*** Page excerpt Section Begins ***
Erosive hand osteoarthritis linked to greater radiographic progression, structural damage
Erosive hand osteoarthritis tends to target older adults and women with preexisting OA, and is associated with severe articular structural damage and radiographic progression, according to data published in Arthritis & Rheumatology.
“The distinguishing characteristics of [erosive hand OA (EHOA)] suggest that pathological processes differ from those of typical [hand OA (HOA)],” Timothy E. McAlindon, MD, MPH, of Tufts Medical Center, in Boston, and colleagues wrote. “Better understanding the fundamental nature of EHOA could help clarify these processes and uncover potential therapeutic targets. In fact, the hypothesis that EHOA represents an inflammatory subtype has already predicated clinical trials of anti-cytokine therapy, however these have had mostly negative results, raising questions about the validity of the heuristic of EHOA as an inflammatory polyarthritis.”
“Moreover, scrutiny of erosions in osteoarthritic finger joints reveals heterogeneity in their localization (central vs. marginal) introducing potential for misclassification among joint diseases,” they added. “These considerations underscore the need to understand the nature of EHOA and its relationship with HOA, including the fundamental question as to whether it represents a separate entity or is simply a more severe manifestation of HOA. The identification of its risk factors and processes involved in its pathogenesis could also form a basis for discovery of potential therapeutic targets.”
To analyze the roles of age, sex, race, OA severity, metabolic factors and bone health in the risk for EHOA, both at baseline and over a 48-month period, McAlindon and colleagues studied a longitudinal cohort of participants from the Osteoarthritis Initiative (OAI). The OAI is a multicenter cohort study of 4,796 U.S. adults with, or at risk for, knee OA. For their own study, the researchers identified 3,365 OAI participants with complete hand radiographs at baseline and 48-month visits, and without prevalent EHOA at baseline.
The researchers defined EHOA as a Kellgren‐Lawrence (KL) grade of 2 or greater in at least one interphalangeal joint on two different fingers, and central erosion in at least one joint.
*** Page excerpt Section Ends ***
*** Data provided Section Begins ***
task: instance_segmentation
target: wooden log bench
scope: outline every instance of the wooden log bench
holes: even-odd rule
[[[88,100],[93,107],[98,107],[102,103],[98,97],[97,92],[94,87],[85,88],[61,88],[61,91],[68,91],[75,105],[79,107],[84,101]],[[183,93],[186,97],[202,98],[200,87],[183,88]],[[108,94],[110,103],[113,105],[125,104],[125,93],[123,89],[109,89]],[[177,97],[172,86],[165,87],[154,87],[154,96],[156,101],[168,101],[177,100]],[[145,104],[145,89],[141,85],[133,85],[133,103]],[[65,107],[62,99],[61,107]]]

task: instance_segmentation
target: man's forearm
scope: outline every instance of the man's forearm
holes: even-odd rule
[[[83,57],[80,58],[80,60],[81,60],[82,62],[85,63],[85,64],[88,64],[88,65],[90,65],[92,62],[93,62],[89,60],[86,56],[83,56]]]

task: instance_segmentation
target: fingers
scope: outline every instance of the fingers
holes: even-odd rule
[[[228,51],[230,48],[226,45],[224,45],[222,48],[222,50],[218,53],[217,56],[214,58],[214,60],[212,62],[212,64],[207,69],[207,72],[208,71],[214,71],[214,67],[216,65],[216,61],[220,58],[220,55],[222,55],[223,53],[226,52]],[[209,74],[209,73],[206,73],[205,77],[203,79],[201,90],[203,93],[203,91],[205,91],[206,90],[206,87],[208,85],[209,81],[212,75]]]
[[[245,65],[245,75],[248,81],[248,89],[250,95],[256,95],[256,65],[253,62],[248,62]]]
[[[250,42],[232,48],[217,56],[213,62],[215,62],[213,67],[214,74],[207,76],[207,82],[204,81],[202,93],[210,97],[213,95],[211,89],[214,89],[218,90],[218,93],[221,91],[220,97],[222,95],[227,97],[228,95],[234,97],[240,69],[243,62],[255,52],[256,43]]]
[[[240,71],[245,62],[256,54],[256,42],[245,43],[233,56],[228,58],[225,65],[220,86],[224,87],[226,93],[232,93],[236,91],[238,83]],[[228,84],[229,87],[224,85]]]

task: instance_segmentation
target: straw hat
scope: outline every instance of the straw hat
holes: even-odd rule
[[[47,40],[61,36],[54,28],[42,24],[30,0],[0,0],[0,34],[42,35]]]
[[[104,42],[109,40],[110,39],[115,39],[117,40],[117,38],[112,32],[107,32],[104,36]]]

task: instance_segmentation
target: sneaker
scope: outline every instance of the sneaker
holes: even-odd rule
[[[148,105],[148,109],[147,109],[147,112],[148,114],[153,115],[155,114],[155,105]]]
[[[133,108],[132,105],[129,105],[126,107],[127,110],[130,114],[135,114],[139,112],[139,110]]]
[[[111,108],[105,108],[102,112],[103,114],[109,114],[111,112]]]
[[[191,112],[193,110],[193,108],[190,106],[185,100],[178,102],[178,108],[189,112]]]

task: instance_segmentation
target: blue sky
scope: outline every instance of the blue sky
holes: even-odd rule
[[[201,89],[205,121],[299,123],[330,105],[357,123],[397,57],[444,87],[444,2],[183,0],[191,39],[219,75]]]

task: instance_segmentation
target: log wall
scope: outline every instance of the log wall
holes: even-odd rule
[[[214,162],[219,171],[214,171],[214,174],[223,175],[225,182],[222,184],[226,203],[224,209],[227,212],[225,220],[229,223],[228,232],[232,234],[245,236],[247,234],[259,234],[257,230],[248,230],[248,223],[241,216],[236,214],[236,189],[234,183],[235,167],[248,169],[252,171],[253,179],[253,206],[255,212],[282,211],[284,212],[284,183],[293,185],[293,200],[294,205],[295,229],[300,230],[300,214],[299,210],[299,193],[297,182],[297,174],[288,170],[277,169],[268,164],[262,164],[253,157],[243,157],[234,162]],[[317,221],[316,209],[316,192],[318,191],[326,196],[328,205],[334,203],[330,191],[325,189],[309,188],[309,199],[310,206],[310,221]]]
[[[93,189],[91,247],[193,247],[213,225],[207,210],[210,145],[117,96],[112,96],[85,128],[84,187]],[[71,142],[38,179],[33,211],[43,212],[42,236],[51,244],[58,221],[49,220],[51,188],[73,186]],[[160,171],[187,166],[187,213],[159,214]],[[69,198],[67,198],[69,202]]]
*** Data provided Section Ends ***
• **What to work on**:
1. Answer these questions about the article on erosive hand osteoarthritis, one line each:
(a) In which journal were the data published?
(b) How many OAI participants did the researchers identify for their own study?
(c) What Kellgren-Lawrence grade is part of the EHOA definition?
2. Decide whether each statement agrees with the article on erosive hand osteoarthritis. Answer yes or no, and quote the words that decide it.
(a) The OAI is a study of 4,796 U.S. adults.
(b) Clinical trials of anti-cytokine therapy have had mostly positive results.
(c) The risk for EHOA was analyzed over a 24-month period.

• **Your written answers**:
1.
(a) Arthritis & Rheumatology
(b) 3,365
(c) A grade of 2 or greater

2.
(a) Yes: "The OAI is a multicenter cohort study of 4,796 U.S. adults with, or at risk for, knee OA."
(b) No: "however these have had mostly negative results"
(c) No: "both at baseline and over a 48-month period"